**AIM OF THE EXERCISE**
One range is to be output from the listing below, exactly as written: the line with "Target: grey sweatpants" to the line with "Target: red padded roller", both kept.

*** Opening of MATERIAL PROVIDED ***

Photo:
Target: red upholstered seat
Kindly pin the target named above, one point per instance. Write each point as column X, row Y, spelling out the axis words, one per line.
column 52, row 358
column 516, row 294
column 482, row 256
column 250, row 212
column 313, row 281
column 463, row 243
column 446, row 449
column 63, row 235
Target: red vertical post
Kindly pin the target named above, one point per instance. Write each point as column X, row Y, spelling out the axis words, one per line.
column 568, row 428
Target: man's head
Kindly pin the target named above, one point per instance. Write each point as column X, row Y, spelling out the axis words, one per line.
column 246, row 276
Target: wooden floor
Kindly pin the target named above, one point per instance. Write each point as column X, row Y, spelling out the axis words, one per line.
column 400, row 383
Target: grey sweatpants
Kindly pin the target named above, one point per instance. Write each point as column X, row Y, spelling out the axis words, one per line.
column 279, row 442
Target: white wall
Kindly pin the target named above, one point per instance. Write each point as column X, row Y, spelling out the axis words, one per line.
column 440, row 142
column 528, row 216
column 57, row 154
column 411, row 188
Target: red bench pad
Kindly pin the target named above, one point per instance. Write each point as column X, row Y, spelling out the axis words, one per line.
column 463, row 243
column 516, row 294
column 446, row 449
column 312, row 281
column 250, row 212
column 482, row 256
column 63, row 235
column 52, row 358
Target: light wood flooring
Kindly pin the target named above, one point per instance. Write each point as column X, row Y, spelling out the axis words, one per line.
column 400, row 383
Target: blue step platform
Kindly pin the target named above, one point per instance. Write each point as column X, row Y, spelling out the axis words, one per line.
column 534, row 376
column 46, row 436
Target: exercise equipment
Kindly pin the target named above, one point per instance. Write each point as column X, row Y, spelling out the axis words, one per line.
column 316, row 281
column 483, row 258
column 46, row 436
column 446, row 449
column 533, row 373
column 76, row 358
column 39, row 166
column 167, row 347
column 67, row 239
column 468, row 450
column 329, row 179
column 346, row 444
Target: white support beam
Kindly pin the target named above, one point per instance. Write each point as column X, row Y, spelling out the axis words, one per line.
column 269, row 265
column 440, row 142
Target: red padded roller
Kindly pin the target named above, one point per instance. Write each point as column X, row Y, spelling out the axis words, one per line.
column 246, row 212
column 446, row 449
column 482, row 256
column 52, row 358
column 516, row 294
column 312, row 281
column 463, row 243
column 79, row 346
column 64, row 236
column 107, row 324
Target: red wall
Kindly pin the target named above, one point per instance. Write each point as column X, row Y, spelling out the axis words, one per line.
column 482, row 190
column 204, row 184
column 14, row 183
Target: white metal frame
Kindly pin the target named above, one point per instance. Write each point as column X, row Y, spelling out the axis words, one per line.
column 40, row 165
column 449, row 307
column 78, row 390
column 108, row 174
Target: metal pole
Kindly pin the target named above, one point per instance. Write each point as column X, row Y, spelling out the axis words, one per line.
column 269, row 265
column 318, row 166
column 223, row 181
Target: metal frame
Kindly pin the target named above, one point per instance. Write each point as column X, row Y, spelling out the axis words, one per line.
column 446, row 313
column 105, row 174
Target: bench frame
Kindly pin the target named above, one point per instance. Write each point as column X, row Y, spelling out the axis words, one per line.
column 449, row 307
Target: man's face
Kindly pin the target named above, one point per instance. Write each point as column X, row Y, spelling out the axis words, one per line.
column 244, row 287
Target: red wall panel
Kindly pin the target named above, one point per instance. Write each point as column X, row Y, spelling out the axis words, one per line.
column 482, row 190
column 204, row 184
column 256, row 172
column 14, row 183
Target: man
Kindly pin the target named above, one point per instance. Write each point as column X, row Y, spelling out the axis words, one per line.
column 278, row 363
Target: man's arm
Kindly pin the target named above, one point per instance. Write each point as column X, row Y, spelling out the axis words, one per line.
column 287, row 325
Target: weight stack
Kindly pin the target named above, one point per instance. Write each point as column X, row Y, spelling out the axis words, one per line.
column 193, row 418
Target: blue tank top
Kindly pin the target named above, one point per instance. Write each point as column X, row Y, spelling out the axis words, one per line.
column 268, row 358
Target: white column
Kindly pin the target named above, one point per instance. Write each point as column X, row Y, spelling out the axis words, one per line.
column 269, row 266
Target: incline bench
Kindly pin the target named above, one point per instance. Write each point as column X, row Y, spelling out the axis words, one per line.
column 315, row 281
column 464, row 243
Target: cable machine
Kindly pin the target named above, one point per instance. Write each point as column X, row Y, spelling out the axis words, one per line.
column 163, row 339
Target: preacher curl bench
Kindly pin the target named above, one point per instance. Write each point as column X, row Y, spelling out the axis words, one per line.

*** Close of MATERIAL PROVIDED ***

**RESPONSE AREA**
Target: grey sweatpants
Kindly pin the target named above, one point per instance. Write each point as column X, row Y, spelling out the axis words, one per line.
column 279, row 442
Target: white wall
Kindly pin the target named above, one point per instance. Write each point as column X, row Y, spelling out the axis words, one per line.
column 440, row 142
column 528, row 216
column 57, row 154
column 411, row 188
Target: red bench pad
Kindly pin the target named above, one point per instance. Write each point as column X, row Y, spelling out the axis words, one per line.
column 463, row 243
column 516, row 294
column 446, row 449
column 312, row 281
column 250, row 212
column 482, row 256
column 63, row 235
column 52, row 358
Target: light wood flooring
Kindly pin the target named above, one point per instance. Write each point as column X, row Y, spelling out the axis words, one per line.
column 400, row 383
Target: blue step platform
Kindly pin the target named above, one point per instance. Write each point as column X, row Y, spelling out the axis words, one per line.
column 534, row 376
column 46, row 436
Target: exercise equipment
Kindly pin the target named above, one point per instance. Write each point as column X, row Y, spelling out the axis words, one per line.
column 316, row 281
column 483, row 258
column 46, row 436
column 446, row 449
column 533, row 373
column 76, row 358
column 39, row 166
column 167, row 347
column 67, row 239
column 468, row 450
column 329, row 179
column 346, row 444
Target: white support beam
Kindly pin the target named above, one point per instance. Write each point as column X, row Y, spelling out the axis words, one per line.
column 269, row 265
column 440, row 142
Target: red padded roller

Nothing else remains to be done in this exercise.